Repeat each entry below exactly.
* * *
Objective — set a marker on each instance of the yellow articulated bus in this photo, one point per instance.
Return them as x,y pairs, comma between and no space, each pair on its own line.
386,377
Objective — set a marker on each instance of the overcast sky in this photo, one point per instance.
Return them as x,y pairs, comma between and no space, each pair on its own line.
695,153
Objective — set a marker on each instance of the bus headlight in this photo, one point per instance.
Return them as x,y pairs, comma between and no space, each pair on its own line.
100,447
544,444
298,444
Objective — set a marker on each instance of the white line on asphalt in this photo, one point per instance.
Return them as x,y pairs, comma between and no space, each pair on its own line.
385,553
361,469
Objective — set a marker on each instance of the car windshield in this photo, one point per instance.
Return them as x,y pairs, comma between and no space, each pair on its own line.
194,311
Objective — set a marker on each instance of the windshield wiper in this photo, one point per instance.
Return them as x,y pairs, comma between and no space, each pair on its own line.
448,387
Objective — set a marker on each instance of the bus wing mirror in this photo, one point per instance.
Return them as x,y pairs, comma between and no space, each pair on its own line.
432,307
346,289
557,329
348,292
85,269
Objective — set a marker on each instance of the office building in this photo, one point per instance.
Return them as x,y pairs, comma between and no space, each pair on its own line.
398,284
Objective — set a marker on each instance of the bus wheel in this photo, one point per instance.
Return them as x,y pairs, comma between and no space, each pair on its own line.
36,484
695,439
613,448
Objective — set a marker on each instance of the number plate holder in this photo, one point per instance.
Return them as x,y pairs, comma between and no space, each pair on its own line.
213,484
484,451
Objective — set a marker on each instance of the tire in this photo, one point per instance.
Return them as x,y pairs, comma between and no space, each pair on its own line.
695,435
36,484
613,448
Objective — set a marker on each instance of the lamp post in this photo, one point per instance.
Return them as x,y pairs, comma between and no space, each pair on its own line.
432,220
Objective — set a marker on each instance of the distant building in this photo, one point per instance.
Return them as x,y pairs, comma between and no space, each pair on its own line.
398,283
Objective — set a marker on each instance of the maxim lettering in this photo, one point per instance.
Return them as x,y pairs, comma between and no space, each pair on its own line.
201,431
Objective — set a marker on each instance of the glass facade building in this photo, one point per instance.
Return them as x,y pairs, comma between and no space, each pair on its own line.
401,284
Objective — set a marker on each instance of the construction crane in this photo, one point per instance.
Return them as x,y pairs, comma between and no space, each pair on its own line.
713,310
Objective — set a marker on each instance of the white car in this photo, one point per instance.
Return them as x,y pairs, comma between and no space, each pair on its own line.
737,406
* * *
▶ **Written solution**:
Objective — set a marker on each instance of the yellow articulated bus in this photo, one point per instance.
Return them as x,y pairs, comma between and no space, each pair on its own line.
386,377
Objective — set a marker on each instance of the overcast sky in this photo, one point per instance.
Return them as x,y pairs, comma between and no space, each pair on its own line.
695,153
Objective — set a marker on each instance of the bus headlight in this photo, one point per instance.
Return them as x,y pairs, comma between and no space, each pair on its own line.
100,447
544,444
298,444
Objective — set a marker on each instance of the white line on asphalt in this photo, one point per instance.
Return them as x,y pairs, comma between and no space, each pair on its own line.
385,553
361,469
Objective — set a marker on each instance of the car windshield in this photo, one point per instance.
Return them as x,y pairs, comma between and no space, each pair on its own line.
194,311
Objective — set a marker on each instance of the windshield wiper in this photo, one point per instance.
Return them as x,y pairs, comma between and no space, each pair on its own line.
448,387
Objective — set a marker on each instance of the bus wing mirror in this photo, one point per instance.
Return them as x,y pairs, comma between and no space, each pair on its own line.
432,307
346,289
557,329
348,292
85,269
Objective — set a marker on each instance of the office building in this photo, one point per instance.
Return them as x,y pairs, comma between and no space, each pair on its own line.
398,284
Objective — set a marker on each instance of the bus wheel in this photo, one point per instance.
Return them as x,y pairs, comma between and no space, each pair on its own line.
36,484
695,439
613,448
Objective — set a marker on each instance of the number plate holder in this photo, one point per instance.
Return them as x,y pairs, comma between and no space, each pair on its own line.
213,484
484,451
Objective — set a marker on each instance of the tire in this photo, one point per instance.
Return them as x,y pairs, comma between and no space, each pair on its own line.
695,435
36,484
613,448
Objective — set a marker on each instance of the lamp post in this photo, one point per instance.
Return them as x,y pairs, comma between and no space, each pair on its own line.
432,220
Objective — set a marker on each instance of the distant building in this photo, one point per instance.
Return them as x,y pairs, comma between and no space, each pair on its own line.
398,283
Objective — set a marker on each instance of the maxim lettering in this photo, one point per instance.
Return them as x,y pairs, comma between and no space, each pair on its own line.
201,431
Objective — set a marker on each instance of the glass facade building in this photo, one point per instance.
Return them as x,y pairs, comma between and no space, each pair on its own line.
401,284
Objective — set a marker on each instance of the construction crane in this photo, one point per instance.
Return them as x,y pairs, comma between and no space, each pair on its own line.
713,310
Objective — set a marker on each instance of the white car in this photo, one point per instance.
Return them as x,y pairs, comma between and no space, each pair on its own line.
737,406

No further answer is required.